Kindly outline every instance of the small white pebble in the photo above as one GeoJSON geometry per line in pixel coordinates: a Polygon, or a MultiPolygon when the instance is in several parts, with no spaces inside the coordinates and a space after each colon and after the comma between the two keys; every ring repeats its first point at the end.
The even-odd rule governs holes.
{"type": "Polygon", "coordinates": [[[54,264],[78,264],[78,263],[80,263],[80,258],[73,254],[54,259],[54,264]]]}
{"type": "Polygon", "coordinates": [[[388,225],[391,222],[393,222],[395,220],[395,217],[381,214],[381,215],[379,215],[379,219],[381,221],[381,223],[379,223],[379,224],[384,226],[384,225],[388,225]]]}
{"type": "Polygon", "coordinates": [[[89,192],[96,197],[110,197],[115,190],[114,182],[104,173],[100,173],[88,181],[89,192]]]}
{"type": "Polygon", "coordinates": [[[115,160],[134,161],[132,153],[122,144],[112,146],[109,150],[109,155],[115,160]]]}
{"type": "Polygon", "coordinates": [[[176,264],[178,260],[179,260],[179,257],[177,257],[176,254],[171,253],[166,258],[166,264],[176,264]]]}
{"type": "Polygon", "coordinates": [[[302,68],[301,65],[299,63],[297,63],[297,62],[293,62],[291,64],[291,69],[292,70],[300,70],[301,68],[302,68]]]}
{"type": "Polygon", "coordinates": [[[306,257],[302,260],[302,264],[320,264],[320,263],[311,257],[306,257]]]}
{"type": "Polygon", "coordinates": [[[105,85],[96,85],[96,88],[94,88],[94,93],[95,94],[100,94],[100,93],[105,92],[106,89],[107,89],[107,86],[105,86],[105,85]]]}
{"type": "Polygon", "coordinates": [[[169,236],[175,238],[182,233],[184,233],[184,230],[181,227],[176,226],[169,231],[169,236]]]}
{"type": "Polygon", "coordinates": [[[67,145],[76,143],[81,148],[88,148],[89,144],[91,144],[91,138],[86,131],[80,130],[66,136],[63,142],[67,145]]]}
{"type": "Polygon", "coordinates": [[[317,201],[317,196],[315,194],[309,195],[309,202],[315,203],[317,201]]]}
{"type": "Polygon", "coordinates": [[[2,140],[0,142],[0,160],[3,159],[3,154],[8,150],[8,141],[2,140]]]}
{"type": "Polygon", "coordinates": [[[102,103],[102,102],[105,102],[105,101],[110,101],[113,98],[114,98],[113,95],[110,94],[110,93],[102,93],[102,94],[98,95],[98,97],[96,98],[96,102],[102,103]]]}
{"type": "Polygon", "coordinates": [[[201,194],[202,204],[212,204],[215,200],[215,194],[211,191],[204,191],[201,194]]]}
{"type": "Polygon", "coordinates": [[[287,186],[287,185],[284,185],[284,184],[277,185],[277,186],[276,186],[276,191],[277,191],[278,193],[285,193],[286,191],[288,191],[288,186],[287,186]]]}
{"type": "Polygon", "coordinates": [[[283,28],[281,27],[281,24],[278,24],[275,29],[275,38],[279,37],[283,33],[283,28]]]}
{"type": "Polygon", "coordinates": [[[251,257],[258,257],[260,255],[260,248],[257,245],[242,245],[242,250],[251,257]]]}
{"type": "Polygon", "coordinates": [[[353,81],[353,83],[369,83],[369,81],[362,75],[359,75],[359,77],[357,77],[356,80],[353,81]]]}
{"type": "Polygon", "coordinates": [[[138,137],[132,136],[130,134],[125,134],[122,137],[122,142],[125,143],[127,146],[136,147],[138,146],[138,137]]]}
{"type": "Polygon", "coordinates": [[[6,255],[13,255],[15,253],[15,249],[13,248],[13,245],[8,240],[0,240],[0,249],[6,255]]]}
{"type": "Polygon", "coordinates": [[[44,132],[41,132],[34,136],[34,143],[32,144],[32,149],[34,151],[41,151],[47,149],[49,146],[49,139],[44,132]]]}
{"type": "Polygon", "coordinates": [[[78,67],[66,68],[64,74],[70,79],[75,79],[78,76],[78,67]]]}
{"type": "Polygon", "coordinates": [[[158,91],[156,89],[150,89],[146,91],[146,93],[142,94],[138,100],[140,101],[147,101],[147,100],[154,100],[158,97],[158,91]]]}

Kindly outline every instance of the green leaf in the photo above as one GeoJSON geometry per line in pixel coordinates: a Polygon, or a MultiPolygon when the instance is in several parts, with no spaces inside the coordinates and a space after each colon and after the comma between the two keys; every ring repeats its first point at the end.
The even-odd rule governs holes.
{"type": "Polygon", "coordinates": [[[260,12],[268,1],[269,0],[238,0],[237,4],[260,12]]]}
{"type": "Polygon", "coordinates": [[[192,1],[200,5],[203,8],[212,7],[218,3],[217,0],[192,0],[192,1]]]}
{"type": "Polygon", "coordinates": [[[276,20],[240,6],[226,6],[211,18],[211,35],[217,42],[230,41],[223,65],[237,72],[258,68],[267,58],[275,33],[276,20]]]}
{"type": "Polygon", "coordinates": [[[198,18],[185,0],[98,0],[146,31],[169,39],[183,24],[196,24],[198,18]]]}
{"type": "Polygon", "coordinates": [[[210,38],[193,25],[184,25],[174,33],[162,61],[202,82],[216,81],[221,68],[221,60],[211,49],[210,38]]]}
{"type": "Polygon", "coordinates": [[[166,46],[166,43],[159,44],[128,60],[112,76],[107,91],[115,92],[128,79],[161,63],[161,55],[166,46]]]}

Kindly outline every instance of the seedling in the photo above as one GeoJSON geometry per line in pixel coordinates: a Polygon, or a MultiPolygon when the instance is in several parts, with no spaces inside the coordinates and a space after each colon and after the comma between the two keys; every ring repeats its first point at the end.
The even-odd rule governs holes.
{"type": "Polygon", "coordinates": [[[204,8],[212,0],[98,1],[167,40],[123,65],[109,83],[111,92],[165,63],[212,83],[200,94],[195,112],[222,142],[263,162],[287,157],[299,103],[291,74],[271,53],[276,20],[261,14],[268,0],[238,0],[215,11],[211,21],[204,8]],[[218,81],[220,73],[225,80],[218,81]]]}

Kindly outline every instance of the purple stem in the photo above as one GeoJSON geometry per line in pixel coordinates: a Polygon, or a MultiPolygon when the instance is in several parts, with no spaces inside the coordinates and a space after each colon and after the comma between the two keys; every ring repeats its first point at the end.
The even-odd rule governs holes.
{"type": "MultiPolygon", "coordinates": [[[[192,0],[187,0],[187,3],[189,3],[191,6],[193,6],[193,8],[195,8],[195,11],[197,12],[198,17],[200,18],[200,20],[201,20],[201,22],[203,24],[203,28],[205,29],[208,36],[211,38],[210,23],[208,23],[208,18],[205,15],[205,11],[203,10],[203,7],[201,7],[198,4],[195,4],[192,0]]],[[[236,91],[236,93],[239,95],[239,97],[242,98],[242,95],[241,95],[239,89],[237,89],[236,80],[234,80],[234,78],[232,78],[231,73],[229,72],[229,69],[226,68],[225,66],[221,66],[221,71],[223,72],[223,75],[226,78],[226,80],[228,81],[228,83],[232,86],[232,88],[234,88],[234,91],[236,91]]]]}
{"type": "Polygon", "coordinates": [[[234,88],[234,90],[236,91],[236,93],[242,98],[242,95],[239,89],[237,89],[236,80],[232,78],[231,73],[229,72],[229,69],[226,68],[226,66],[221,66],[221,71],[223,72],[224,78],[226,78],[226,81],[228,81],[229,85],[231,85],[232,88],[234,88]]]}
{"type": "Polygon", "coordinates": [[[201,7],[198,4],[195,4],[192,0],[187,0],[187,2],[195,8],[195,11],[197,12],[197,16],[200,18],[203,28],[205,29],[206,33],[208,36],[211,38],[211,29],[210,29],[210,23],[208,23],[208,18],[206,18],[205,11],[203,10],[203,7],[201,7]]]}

Work required:
Each of the entries must be set down again exactly.

Answer to the problem:
Kindly outline every instance of the small white pebble in the photo above as one GeoJSON geometry per line in pixel coordinates: a Polygon, or a MultiPolygon when the instance is in several parts, with no spaces inside the coordinates and a space after each colon and after the comma between the two keys; every ring repeats its first point at the end.
The even-odd rule governs holes.
{"type": "Polygon", "coordinates": [[[54,264],[78,264],[78,263],[80,263],[80,258],[73,254],[54,259],[54,264]]]}
{"type": "Polygon", "coordinates": [[[388,225],[391,222],[393,222],[395,220],[395,217],[381,214],[381,215],[379,215],[379,219],[381,221],[381,223],[379,223],[379,224],[384,226],[384,225],[388,225]]]}
{"type": "Polygon", "coordinates": [[[89,192],[96,197],[110,197],[115,190],[114,182],[104,173],[100,173],[88,181],[89,192]]]}
{"type": "Polygon", "coordinates": [[[115,160],[134,161],[132,153],[122,144],[112,146],[109,150],[109,155],[115,160]]]}
{"type": "Polygon", "coordinates": [[[176,264],[178,260],[179,260],[179,257],[177,257],[176,254],[171,253],[166,258],[166,264],[176,264]]]}
{"type": "Polygon", "coordinates": [[[302,68],[301,65],[299,63],[297,63],[297,62],[293,62],[291,64],[291,69],[292,70],[300,70],[301,68],[302,68]]]}
{"type": "Polygon", "coordinates": [[[306,257],[302,260],[302,264],[320,264],[320,263],[311,257],[306,257]]]}
{"type": "Polygon", "coordinates": [[[105,85],[96,85],[96,88],[94,88],[94,93],[95,94],[100,94],[100,93],[105,92],[106,89],[107,89],[107,86],[105,86],[105,85]]]}
{"type": "Polygon", "coordinates": [[[169,236],[175,238],[182,233],[184,233],[184,230],[181,227],[176,226],[169,231],[169,236]]]}
{"type": "Polygon", "coordinates": [[[67,145],[76,143],[81,148],[88,148],[89,144],[91,144],[91,138],[86,131],[80,130],[66,136],[63,142],[67,145]]]}
{"type": "Polygon", "coordinates": [[[317,201],[317,196],[315,194],[309,195],[309,202],[315,203],[317,201]]]}
{"type": "Polygon", "coordinates": [[[2,140],[0,142],[0,160],[3,159],[3,154],[8,150],[8,141],[2,140]]]}
{"type": "Polygon", "coordinates": [[[102,103],[102,102],[105,102],[105,101],[110,101],[113,98],[114,98],[113,95],[110,94],[110,93],[102,93],[102,94],[98,95],[98,97],[96,98],[96,102],[102,103]]]}
{"type": "Polygon", "coordinates": [[[201,194],[202,204],[212,204],[215,200],[215,194],[211,191],[204,191],[201,194]]]}
{"type": "Polygon", "coordinates": [[[287,186],[287,185],[284,185],[284,184],[277,185],[277,186],[276,186],[276,191],[277,191],[278,193],[285,193],[286,191],[288,191],[288,186],[287,186]]]}
{"type": "Polygon", "coordinates": [[[283,28],[281,27],[281,24],[278,24],[275,29],[275,38],[279,37],[283,33],[283,28]]]}
{"type": "Polygon", "coordinates": [[[251,257],[258,257],[260,255],[260,248],[257,245],[242,245],[242,250],[251,257]]]}
{"type": "Polygon", "coordinates": [[[353,81],[353,83],[369,83],[369,81],[362,75],[359,75],[359,77],[357,77],[356,80],[353,81]]]}
{"type": "Polygon", "coordinates": [[[138,137],[132,136],[130,134],[125,134],[122,137],[122,142],[125,143],[127,146],[136,147],[138,146],[138,137]]]}
{"type": "Polygon", "coordinates": [[[6,255],[13,255],[15,253],[15,249],[13,248],[13,245],[8,240],[0,240],[0,249],[6,255]]]}
{"type": "Polygon", "coordinates": [[[44,132],[41,132],[34,136],[34,143],[32,144],[32,149],[34,151],[41,151],[47,149],[49,146],[49,139],[44,132]]]}
{"type": "Polygon", "coordinates": [[[78,67],[66,68],[64,74],[70,79],[75,79],[78,76],[78,67]]]}
{"type": "Polygon", "coordinates": [[[158,91],[156,89],[150,89],[146,91],[146,93],[142,94],[138,100],[140,101],[147,101],[147,100],[154,100],[158,97],[158,91]]]}

Kindly outline every instance of the green leaf in the photo above as one GeoJSON geometry per line in pixel coordinates: a Polygon, or a MultiPolygon when the instance is in several parts, with no spaces inside the coordinates and a space after each colon and after the comma between the two keys; every ring repeats its first point at the end.
The even-odd rule governs holes.
{"type": "Polygon", "coordinates": [[[260,12],[268,1],[269,0],[238,0],[237,4],[260,12]]]}
{"type": "Polygon", "coordinates": [[[192,1],[200,5],[203,8],[212,7],[218,3],[217,0],[192,0],[192,1]]]}
{"type": "Polygon", "coordinates": [[[276,20],[240,6],[226,6],[211,18],[211,35],[217,42],[230,41],[223,65],[237,72],[258,68],[267,58],[275,33],[276,20]]]}
{"type": "Polygon", "coordinates": [[[198,18],[185,0],[98,0],[146,31],[169,39],[183,24],[196,24],[198,18]]]}
{"type": "Polygon", "coordinates": [[[210,38],[193,25],[184,25],[174,33],[162,61],[202,82],[216,81],[221,68],[221,60],[211,49],[210,38]]]}
{"type": "Polygon", "coordinates": [[[166,46],[166,43],[159,44],[128,60],[112,76],[107,91],[115,92],[128,79],[161,63],[161,55],[166,46]]]}

Kindly outline every instance of the seedling in the photo above as one GeoJSON geometry per line in pixel coordinates: a Polygon, or a MultiPolygon when the instance is in several parts, with no spaces inside the coordinates and a space after each colon and after the comma between the two keys; every ring repeats its first point at the end.
The even-odd rule governs holes.
{"type": "Polygon", "coordinates": [[[204,8],[212,0],[98,1],[167,40],[123,65],[109,83],[111,92],[165,63],[212,83],[200,94],[195,112],[222,142],[263,162],[287,157],[299,103],[291,74],[271,53],[276,20],[261,14],[268,0],[238,0],[215,11],[211,21],[204,8]],[[218,81],[220,73],[225,80],[218,81]]]}

Kindly outline every instance of the purple stem in the photo above as one GeoJSON geometry per line in pixel coordinates: a Polygon, or a MultiPolygon when the instance is in several parts, with no spaces inside the coordinates and a space after each colon and after the comma between the two keys; every ring repeats its first point at the end.
The even-odd rule governs holes.
{"type": "MultiPolygon", "coordinates": [[[[192,0],[187,0],[187,3],[189,3],[191,6],[193,6],[193,8],[195,8],[195,11],[197,12],[198,17],[200,18],[200,20],[201,20],[201,22],[203,24],[203,28],[205,29],[208,36],[211,38],[210,23],[208,23],[208,18],[205,15],[205,11],[203,10],[203,7],[201,7],[198,4],[195,4],[192,0]]],[[[236,91],[236,93],[239,95],[239,97],[242,98],[242,95],[241,95],[239,89],[237,89],[236,80],[234,80],[234,78],[232,78],[231,73],[229,72],[229,69],[226,68],[225,66],[221,66],[221,71],[223,72],[223,75],[226,78],[226,80],[228,81],[228,83],[232,86],[232,88],[234,88],[234,91],[236,91]]]]}
{"type": "Polygon", "coordinates": [[[234,88],[234,90],[236,91],[236,93],[242,98],[242,95],[239,89],[237,89],[236,80],[232,78],[231,73],[229,72],[229,69],[226,68],[226,66],[221,66],[221,71],[223,72],[224,78],[226,78],[226,81],[228,81],[229,85],[231,85],[232,88],[234,88]]]}
{"type": "Polygon", "coordinates": [[[201,7],[198,4],[195,4],[192,0],[187,0],[187,2],[195,8],[195,11],[197,12],[197,16],[200,18],[203,28],[205,29],[206,33],[208,36],[211,38],[211,29],[210,29],[210,23],[208,23],[208,18],[206,18],[205,11],[203,10],[203,7],[201,7]]]}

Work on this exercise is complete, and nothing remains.